--- Start of EXTRACTED ENTRIES ---

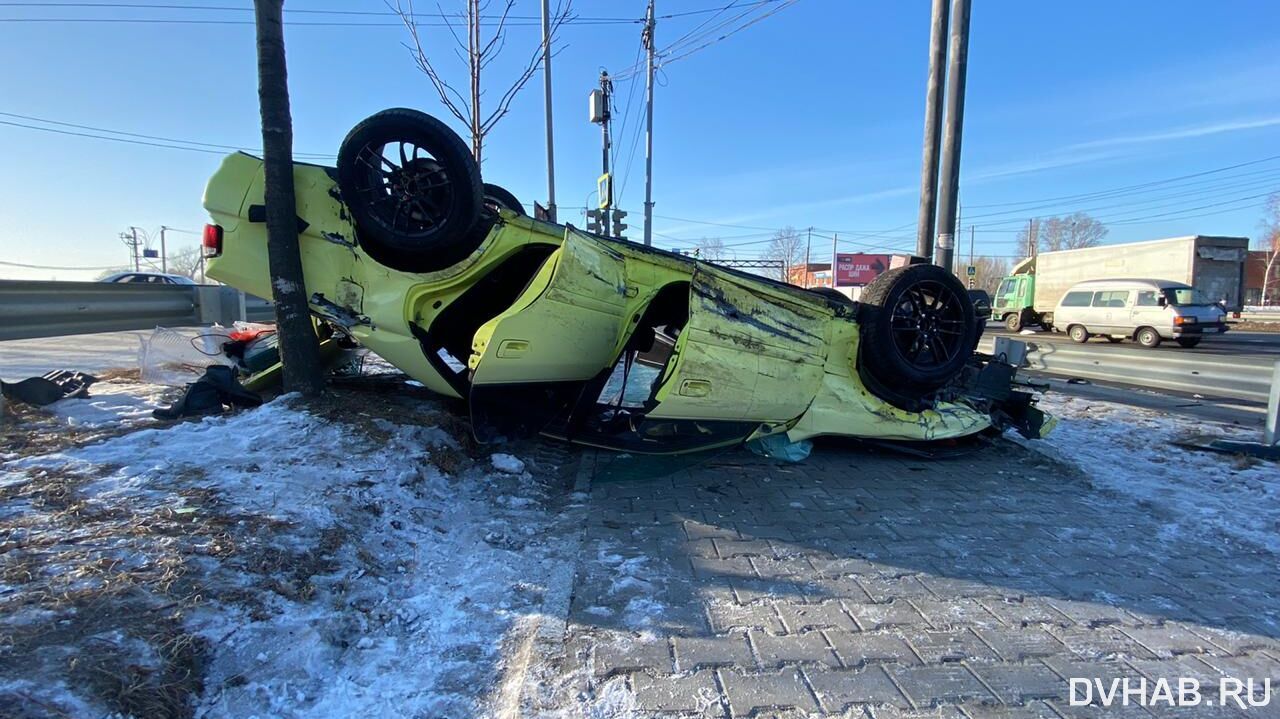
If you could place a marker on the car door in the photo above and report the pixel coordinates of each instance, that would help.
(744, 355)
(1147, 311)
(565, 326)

--- End of EXTRACTED ENTRIES ---
--- Start of EXTRACTED ENTRIES ---

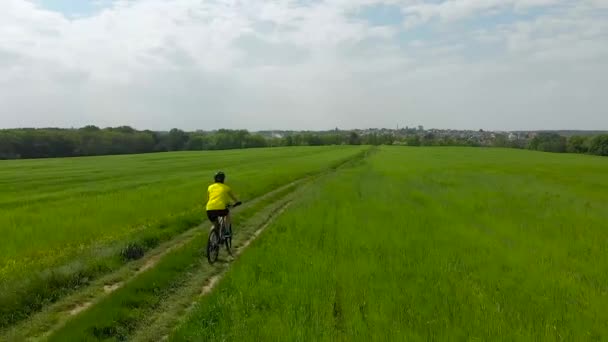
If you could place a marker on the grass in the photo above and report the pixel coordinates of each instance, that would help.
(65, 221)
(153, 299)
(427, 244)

--- End of EXTRACTED ENTRIES ---
--- Start of EXTRACTED ENTRIES ---

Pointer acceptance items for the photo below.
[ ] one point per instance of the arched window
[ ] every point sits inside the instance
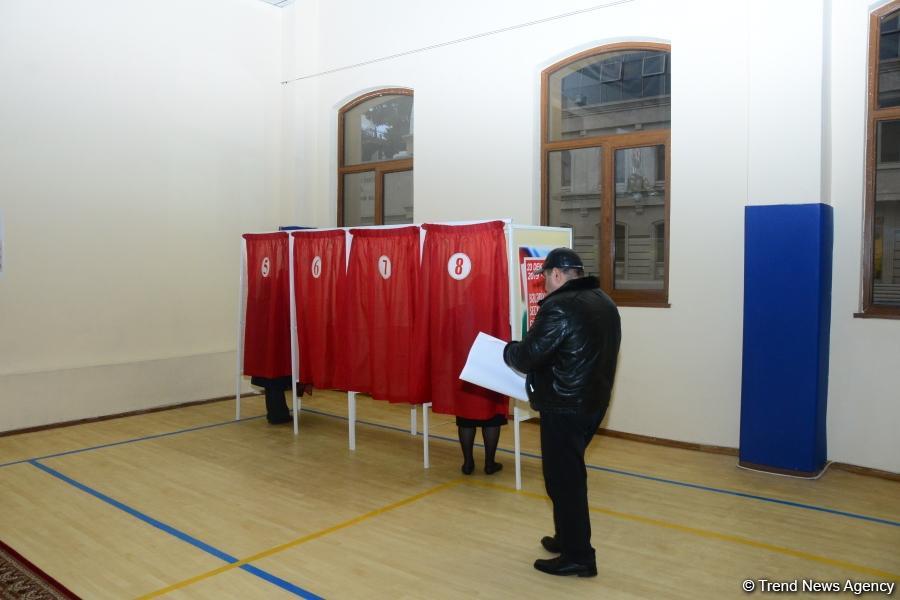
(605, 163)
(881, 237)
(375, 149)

--- End of EXTRACTED ENTRIES ---

> [TASK DIRECTIONS]:
Please collect each line in the data above that contains the word "place" and copy those lines out in full.

> [ANSWER TO THE EXERCISE]:
If you could place a marker on the car door in the photo above and report the pixel coordinates of each instance, that would help.
If you could place a marker on the grass in the photo above and report the pixel coordinates of each instance, that would help.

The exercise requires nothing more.